What you will do
Identify each line in the entries below that contains the string "pipe" and copy those lines. Matching is case-sensitive.

(Stored data entries)

======

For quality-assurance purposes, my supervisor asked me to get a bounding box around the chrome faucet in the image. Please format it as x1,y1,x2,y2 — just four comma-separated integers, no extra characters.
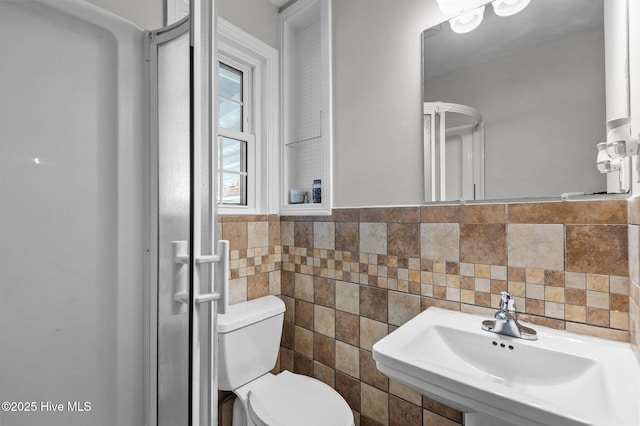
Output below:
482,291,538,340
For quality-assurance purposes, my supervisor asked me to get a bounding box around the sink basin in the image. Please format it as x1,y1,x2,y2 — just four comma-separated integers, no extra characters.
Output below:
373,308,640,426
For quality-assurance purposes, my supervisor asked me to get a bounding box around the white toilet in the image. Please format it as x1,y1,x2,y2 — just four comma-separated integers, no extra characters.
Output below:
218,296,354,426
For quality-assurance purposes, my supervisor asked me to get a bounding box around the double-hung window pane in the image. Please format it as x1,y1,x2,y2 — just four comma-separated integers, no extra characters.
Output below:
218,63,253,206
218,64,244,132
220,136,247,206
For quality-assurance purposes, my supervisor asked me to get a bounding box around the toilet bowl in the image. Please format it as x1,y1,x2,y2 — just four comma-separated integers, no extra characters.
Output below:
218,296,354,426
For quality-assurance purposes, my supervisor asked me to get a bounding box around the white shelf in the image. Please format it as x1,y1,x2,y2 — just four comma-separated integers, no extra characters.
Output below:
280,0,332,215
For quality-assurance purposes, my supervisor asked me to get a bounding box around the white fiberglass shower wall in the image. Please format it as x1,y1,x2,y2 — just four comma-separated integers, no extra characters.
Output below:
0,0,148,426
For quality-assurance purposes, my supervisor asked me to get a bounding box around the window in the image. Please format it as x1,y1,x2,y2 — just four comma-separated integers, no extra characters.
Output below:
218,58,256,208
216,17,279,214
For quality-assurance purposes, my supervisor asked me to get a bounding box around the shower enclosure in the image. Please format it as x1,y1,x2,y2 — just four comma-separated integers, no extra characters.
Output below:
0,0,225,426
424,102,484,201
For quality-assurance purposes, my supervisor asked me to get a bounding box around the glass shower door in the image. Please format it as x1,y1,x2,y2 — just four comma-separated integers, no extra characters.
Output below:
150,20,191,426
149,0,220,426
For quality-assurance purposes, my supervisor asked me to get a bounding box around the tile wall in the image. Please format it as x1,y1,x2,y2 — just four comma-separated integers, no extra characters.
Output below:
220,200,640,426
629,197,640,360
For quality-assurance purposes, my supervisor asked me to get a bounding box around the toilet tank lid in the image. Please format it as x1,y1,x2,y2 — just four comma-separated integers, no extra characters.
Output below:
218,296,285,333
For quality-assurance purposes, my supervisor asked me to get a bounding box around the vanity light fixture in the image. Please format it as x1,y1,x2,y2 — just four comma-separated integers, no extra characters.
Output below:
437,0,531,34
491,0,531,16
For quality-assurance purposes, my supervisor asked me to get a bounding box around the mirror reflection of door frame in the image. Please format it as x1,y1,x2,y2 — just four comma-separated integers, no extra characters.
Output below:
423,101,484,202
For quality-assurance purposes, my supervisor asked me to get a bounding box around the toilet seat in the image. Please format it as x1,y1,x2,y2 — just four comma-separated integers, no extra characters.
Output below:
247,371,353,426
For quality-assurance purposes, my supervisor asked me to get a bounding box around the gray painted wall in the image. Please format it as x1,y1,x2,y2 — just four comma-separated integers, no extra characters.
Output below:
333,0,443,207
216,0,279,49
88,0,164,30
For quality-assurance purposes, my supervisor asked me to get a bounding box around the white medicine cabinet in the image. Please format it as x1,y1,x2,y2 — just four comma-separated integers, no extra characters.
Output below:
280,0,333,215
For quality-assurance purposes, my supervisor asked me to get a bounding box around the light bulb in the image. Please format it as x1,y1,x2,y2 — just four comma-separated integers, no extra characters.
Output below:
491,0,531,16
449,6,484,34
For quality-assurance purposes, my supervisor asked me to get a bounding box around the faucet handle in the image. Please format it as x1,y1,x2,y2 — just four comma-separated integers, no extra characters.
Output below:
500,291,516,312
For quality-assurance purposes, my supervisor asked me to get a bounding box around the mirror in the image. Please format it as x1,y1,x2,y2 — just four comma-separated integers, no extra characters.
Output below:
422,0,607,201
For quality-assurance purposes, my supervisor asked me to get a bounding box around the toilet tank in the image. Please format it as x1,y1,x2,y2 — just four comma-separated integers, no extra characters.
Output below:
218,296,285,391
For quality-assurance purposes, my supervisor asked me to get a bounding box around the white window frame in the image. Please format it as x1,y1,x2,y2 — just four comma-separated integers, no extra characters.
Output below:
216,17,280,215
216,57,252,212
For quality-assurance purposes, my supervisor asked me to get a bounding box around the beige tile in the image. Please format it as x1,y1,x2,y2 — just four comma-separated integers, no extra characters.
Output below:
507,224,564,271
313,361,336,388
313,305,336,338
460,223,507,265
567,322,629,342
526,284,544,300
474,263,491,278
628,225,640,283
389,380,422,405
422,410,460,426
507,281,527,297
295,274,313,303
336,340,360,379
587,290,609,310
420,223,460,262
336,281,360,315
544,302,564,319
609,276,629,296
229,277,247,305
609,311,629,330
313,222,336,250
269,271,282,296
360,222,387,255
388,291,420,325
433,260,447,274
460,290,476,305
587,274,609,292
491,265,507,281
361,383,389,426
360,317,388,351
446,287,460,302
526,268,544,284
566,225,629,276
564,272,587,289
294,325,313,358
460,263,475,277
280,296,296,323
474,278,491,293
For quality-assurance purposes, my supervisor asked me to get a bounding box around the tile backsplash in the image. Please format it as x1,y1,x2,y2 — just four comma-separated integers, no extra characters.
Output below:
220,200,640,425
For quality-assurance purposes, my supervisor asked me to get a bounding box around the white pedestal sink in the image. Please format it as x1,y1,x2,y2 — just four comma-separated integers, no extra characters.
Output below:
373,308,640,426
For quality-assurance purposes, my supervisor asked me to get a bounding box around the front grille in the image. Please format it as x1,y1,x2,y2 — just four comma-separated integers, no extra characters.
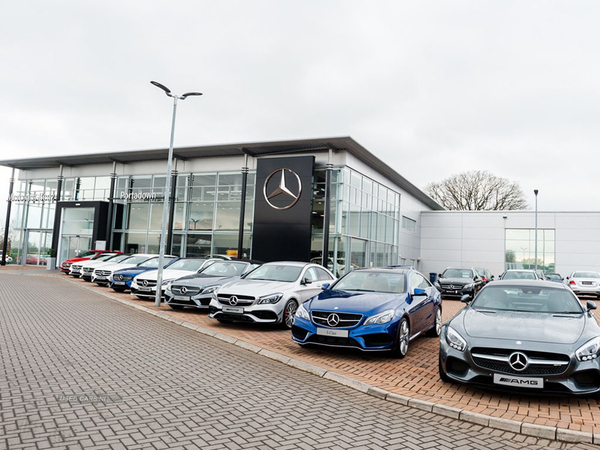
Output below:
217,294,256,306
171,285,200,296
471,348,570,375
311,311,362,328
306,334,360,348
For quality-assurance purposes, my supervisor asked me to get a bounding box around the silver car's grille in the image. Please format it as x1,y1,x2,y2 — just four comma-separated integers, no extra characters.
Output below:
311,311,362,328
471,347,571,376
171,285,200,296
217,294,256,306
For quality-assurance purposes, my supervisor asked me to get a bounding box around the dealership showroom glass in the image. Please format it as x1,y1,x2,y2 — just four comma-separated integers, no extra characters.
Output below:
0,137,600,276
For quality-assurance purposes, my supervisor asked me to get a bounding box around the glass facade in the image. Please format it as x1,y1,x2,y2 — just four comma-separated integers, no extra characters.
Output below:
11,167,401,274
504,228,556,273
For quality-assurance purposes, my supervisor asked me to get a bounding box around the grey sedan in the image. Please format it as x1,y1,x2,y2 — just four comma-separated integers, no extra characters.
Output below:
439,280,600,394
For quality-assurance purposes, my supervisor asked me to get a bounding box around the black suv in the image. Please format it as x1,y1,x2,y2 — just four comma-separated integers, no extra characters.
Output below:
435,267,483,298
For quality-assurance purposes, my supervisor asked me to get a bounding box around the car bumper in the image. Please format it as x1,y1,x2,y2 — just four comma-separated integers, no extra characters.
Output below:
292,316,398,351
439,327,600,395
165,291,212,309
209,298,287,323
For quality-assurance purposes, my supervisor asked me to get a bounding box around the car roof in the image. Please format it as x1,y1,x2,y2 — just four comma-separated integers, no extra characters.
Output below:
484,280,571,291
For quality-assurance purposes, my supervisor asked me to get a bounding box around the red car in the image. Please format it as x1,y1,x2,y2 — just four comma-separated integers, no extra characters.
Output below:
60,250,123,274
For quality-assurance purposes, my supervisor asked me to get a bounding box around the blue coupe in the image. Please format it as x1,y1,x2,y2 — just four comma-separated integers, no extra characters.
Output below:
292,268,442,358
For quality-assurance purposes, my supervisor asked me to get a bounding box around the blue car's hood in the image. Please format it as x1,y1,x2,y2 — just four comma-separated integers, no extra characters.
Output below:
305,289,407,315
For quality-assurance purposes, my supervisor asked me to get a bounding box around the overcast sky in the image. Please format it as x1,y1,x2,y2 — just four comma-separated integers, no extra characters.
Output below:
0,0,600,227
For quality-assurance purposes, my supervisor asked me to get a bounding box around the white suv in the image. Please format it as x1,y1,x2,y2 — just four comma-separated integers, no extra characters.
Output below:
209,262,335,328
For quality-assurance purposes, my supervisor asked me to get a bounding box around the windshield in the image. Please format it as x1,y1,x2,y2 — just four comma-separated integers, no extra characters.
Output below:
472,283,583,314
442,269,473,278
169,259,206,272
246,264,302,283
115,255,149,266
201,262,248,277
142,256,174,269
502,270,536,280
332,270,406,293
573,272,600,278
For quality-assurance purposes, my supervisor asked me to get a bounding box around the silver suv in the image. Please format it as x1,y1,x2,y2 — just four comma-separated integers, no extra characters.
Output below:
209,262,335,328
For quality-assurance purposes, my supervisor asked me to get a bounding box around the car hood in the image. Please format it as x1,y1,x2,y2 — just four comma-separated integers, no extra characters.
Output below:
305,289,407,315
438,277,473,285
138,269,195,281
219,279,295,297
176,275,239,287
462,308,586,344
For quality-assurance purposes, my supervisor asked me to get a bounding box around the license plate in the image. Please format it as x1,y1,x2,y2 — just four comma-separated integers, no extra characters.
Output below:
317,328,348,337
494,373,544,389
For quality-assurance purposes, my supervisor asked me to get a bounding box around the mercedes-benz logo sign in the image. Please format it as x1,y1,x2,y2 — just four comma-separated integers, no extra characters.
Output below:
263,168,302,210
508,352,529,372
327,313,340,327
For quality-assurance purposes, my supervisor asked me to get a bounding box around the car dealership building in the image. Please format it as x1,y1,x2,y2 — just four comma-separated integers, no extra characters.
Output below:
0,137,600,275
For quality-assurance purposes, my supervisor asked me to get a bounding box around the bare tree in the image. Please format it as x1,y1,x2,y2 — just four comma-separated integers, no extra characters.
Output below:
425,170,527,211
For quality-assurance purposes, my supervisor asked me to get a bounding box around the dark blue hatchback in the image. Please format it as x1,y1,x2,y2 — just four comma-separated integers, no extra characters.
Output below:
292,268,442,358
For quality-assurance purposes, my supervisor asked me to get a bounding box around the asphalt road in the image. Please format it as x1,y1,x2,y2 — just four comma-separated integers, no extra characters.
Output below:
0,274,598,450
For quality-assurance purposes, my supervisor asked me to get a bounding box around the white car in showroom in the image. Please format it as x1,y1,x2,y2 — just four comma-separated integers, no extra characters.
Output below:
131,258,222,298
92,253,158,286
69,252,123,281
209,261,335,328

======

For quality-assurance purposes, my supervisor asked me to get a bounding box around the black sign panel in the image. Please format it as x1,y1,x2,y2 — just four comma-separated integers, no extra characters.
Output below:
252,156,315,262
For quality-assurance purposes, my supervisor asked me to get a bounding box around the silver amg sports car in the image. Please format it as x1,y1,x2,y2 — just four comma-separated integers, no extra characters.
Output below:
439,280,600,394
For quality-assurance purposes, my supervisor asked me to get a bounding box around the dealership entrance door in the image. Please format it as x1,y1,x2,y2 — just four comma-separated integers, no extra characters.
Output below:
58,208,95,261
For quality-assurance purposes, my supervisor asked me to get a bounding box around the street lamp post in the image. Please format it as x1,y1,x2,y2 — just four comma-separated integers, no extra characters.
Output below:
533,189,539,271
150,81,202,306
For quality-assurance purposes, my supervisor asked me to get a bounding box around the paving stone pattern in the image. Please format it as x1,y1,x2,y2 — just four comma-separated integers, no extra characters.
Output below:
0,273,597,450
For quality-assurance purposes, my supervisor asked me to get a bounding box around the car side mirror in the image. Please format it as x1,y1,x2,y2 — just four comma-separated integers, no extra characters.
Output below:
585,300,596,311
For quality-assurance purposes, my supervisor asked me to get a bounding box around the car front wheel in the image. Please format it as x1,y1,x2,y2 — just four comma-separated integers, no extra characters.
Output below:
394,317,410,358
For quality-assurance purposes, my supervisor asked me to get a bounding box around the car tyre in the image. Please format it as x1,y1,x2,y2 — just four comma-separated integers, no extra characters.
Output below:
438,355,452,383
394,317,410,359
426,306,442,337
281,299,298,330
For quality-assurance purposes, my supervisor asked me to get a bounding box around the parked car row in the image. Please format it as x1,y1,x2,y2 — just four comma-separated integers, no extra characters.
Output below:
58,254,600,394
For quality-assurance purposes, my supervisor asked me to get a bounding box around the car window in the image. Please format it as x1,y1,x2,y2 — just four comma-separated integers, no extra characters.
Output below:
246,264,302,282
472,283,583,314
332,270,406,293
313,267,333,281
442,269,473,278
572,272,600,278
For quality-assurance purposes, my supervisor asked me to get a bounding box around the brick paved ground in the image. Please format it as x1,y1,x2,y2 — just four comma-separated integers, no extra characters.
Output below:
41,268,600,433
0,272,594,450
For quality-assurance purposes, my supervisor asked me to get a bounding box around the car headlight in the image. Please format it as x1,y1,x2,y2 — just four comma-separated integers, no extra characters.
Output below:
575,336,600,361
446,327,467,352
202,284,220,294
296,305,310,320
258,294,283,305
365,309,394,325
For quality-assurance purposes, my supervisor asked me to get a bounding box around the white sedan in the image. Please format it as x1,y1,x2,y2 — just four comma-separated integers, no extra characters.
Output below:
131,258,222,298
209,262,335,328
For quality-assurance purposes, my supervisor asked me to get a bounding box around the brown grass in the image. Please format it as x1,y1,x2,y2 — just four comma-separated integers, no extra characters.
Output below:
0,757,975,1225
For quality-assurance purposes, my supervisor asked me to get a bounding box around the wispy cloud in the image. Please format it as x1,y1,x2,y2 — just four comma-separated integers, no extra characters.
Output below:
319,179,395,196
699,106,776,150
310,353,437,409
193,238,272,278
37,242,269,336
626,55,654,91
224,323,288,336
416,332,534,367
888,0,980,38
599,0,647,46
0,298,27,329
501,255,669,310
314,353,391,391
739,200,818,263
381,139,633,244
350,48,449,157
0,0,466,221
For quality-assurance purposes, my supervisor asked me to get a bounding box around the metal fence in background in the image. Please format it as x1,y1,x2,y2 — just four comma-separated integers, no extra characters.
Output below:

======

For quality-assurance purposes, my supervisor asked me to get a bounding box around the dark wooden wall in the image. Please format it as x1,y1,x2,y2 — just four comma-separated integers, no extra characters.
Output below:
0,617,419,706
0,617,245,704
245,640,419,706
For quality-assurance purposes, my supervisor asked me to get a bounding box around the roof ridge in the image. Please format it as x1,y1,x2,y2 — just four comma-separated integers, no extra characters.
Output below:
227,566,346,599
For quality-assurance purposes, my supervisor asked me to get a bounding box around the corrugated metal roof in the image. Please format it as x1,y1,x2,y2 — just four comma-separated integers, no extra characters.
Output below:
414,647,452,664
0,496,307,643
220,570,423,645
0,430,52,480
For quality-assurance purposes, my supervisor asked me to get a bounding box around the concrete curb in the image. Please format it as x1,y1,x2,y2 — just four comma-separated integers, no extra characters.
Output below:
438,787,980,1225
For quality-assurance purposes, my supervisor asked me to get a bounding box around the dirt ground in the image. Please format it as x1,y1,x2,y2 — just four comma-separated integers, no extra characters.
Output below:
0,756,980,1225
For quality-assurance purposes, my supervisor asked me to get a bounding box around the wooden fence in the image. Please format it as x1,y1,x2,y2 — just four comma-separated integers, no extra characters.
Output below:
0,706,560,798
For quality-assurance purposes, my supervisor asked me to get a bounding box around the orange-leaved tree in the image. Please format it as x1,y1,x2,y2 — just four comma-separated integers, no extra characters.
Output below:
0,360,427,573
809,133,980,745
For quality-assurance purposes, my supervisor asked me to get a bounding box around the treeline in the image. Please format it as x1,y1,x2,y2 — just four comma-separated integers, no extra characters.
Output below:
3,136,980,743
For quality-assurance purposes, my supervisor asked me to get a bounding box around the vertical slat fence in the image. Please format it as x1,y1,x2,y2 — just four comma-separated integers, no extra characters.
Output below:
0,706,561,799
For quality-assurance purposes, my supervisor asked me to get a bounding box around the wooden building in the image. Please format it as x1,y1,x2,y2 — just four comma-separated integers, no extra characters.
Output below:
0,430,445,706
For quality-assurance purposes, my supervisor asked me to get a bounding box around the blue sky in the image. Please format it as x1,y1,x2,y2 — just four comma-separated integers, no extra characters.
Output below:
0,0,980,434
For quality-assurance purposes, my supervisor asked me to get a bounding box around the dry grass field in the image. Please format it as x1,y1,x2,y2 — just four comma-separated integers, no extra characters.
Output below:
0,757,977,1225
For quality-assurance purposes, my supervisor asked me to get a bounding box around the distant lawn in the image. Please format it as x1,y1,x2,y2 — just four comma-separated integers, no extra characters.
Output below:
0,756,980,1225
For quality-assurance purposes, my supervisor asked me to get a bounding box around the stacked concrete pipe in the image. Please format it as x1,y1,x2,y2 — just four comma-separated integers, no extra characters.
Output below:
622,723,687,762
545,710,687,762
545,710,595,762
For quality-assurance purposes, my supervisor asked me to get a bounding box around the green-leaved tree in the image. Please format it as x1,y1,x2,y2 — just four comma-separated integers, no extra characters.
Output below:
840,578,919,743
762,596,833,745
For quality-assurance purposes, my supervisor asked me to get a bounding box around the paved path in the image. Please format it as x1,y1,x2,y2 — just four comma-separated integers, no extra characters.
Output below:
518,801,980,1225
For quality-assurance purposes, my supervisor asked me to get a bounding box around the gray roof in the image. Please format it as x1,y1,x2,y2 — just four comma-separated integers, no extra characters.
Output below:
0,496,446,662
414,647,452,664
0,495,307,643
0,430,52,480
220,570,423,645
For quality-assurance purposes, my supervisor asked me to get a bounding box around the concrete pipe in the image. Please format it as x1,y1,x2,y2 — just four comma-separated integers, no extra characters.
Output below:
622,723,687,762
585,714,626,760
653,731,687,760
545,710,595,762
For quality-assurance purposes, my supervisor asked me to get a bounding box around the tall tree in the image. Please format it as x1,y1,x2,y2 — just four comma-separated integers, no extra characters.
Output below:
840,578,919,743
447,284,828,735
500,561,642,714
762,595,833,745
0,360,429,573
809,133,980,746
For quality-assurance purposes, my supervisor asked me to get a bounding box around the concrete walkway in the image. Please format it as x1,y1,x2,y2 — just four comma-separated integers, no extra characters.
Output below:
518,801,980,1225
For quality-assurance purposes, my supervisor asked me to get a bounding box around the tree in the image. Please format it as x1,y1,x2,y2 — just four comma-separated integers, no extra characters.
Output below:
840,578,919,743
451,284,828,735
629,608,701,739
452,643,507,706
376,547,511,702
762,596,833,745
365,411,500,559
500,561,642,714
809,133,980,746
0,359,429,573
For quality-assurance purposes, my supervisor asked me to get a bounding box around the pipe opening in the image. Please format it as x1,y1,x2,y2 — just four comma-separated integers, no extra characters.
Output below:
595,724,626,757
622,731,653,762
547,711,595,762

======

Full response
For quality-assurance purposes, my supervisor asked me to get a bounding box around the stacked concrete pipe in the image. Please format it as x1,y1,x2,y2 — just four comma-separated integers, no extra characters.
For quality-assurance purposes, my supervisor asked me to get a bounding box around the concrete pipe in the image. Please format it as x1,y1,x2,y2 — just four comma-separated integers, no extra characters.
For quality-assurance purposes, my supervisor asked me to get a bounding box around the pipe opening in the image. Please format it as x1,y1,x2,y2 — just four comma-separated integers, no extra characters.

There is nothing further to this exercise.